(Saved entries)
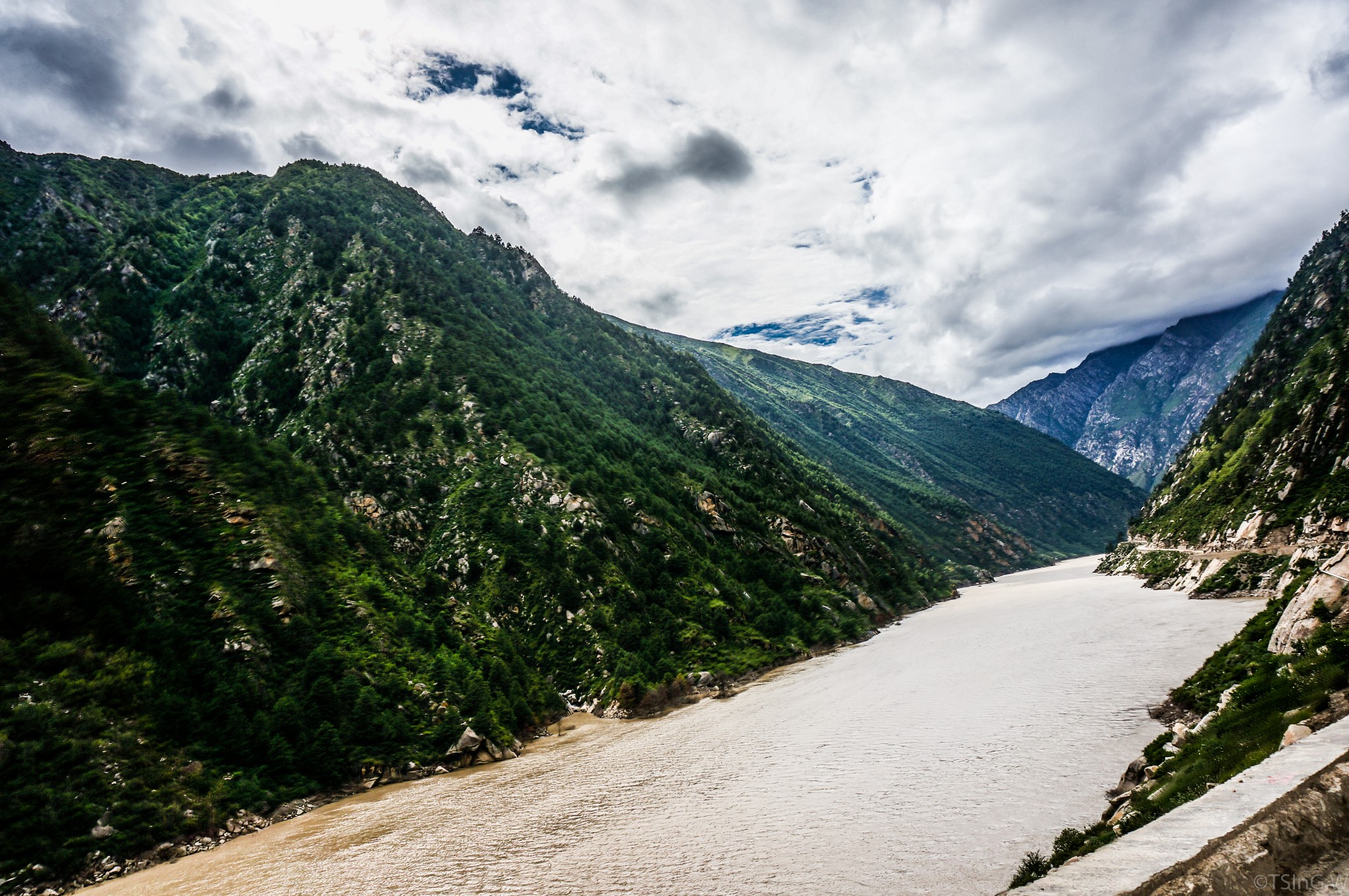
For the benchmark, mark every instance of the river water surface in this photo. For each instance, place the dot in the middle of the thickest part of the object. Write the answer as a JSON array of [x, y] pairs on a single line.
[[927, 760]]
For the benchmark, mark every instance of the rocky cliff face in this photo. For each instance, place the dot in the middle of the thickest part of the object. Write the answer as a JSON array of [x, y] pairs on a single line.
[[1265, 476], [1131, 408], [1256, 504]]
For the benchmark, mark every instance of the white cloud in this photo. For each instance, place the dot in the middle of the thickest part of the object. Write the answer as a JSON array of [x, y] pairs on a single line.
[[1028, 181]]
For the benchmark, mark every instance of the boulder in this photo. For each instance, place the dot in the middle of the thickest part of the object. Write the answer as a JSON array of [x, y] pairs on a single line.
[[468, 741], [1294, 735], [1132, 775]]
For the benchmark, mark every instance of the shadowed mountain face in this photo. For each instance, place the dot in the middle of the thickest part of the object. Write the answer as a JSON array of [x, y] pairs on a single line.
[[1267, 465], [300, 479], [1132, 408], [974, 487]]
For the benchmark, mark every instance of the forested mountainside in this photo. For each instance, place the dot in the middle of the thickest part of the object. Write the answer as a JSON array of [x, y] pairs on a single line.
[[1257, 503], [193, 623], [1132, 408], [333, 460], [973, 485]]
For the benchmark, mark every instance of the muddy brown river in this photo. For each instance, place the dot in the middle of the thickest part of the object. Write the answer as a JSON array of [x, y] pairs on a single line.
[[927, 760]]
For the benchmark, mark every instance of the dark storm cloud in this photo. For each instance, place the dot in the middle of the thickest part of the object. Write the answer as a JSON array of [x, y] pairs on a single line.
[[306, 146], [660, 307], [423, 170], [818, 328], [216, 153], [229, 99], [444, 73], [78, 64], [711, 158], [1332, 77]]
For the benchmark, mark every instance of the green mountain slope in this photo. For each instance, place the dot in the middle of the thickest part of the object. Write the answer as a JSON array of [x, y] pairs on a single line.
[[1257, 503], [973, 485], [448, 475], [192, 624], [1271, 450], [1132, 408]]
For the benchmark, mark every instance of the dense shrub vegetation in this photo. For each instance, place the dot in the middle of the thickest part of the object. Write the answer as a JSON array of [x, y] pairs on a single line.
[[192, 624], [327, 480], [973, 487]]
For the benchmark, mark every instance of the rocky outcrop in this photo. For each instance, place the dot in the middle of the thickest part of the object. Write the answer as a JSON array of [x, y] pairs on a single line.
[[1132, 408]]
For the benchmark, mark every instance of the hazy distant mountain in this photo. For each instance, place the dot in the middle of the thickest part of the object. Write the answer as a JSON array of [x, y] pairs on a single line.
[[1132, 408], [972, 485]]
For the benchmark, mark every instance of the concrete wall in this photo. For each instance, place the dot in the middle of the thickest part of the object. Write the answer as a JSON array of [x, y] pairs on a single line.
[[1277, 818]]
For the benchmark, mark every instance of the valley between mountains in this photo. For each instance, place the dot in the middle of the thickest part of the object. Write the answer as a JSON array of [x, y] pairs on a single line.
[[304, 489], [302, 483]]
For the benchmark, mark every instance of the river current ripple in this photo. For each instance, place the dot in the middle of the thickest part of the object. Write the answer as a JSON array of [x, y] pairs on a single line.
[[927, 760]]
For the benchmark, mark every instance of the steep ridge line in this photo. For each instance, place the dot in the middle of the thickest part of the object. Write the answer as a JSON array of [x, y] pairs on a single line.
[[974, 487]]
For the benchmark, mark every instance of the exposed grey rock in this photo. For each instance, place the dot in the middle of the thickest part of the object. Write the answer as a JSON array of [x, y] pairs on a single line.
[[468, 741], [1132, 408]]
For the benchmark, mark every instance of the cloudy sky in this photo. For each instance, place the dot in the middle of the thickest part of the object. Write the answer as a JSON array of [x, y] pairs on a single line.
[[962, 194]]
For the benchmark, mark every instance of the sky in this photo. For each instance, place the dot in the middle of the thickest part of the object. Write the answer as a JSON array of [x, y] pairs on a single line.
[[960, 194]]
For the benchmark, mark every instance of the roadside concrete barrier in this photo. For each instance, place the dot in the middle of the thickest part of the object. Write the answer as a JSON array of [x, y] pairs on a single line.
[[1247, 835]]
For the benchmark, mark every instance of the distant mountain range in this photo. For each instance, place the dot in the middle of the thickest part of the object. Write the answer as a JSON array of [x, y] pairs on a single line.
[[1132, 408], [1256, 504], [973, 487]]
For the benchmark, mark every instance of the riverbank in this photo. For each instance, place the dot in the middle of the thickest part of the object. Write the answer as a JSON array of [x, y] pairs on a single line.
[[924, 760], [683, 693]]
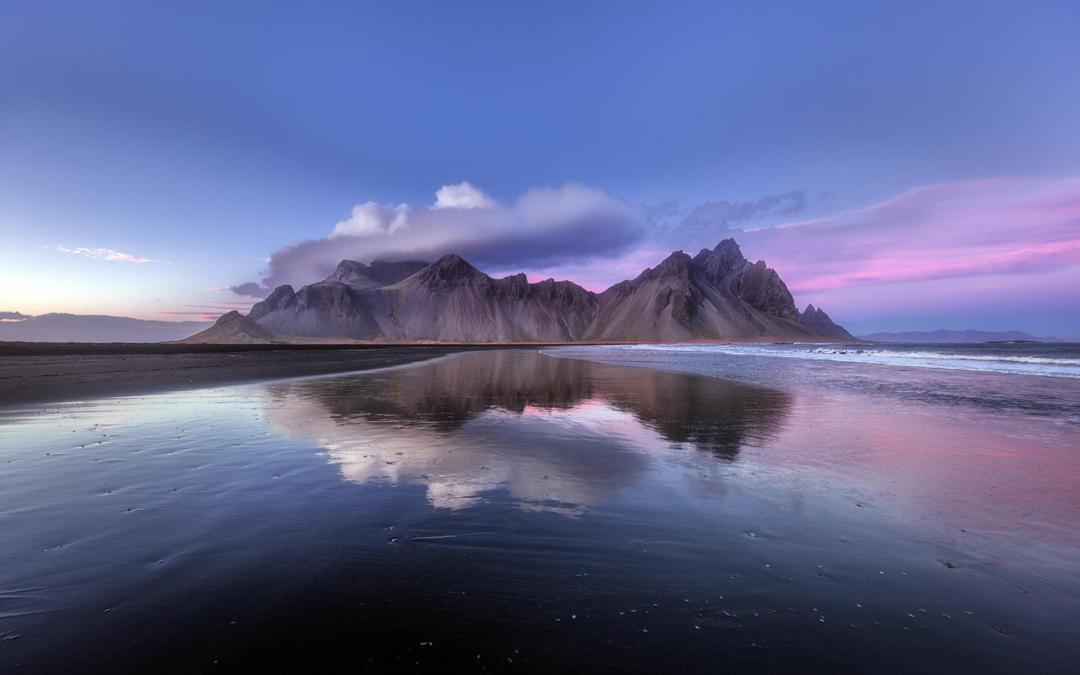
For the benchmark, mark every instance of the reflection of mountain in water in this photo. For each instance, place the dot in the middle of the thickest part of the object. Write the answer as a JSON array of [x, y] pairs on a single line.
[[556, 433]]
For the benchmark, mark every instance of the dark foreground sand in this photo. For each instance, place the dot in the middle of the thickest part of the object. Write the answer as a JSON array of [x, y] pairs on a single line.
[[39, 372]]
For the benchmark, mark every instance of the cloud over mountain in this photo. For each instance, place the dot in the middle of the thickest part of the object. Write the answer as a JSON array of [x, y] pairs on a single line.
[[542, 227]]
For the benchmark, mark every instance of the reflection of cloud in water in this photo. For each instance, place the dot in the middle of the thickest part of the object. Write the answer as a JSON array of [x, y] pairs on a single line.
[[555, 434]]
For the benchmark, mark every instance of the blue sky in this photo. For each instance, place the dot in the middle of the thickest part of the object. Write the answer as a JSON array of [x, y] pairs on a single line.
[[207, 137]]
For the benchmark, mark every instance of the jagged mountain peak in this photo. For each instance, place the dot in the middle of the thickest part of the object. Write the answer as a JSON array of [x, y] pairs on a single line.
[[451, 268], [714, 295], [377, 273], [234, 328]]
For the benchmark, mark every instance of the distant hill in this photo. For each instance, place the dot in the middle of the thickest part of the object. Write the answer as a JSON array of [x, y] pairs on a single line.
[[93, 328], [715, 295], [944, 337]]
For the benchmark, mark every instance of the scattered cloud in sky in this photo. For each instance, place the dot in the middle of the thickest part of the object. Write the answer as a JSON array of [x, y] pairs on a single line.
[[963, 235], [968, 228], [250, 289], [461, 196], [108, 254]]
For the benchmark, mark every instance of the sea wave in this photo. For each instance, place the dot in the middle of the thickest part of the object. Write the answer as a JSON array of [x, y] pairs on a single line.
[[1008, 364], [926, 354]]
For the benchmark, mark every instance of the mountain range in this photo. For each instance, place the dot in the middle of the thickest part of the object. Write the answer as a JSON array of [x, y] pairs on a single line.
[[715, 295]]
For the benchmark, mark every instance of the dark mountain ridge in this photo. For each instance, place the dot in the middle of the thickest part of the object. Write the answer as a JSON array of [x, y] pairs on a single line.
[[715, 295]]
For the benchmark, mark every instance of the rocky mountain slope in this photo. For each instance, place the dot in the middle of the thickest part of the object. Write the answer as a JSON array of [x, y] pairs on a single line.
[[716, 295]]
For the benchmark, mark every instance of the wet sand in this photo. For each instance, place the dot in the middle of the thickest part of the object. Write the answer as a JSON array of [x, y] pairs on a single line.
[[46, 372], [513, 510]]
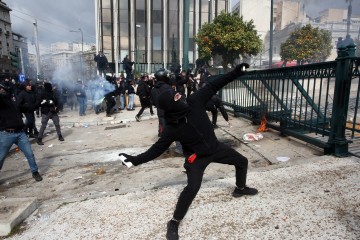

* [Exercise brief]:
Begin at the line that contains "For the benchmark, mark every instance of the hazy" and stop after the line that contains "[[1132, 408], [972, 485]]". Write out those lines again with the requests left unchanged, scaling every coordinate in the answers by 2.35 and rounding each result to a whole number, with halves rounded up.

* [Correct response]:
For the benchmark, mark every instance of the hazy distant mountain in this photo. For each instance, place the dot in the middle of the thickest part of the object. Write the answer as a JSON array of [x, y] pairs on a single line.
[[2660, 959], [2284, 1140]]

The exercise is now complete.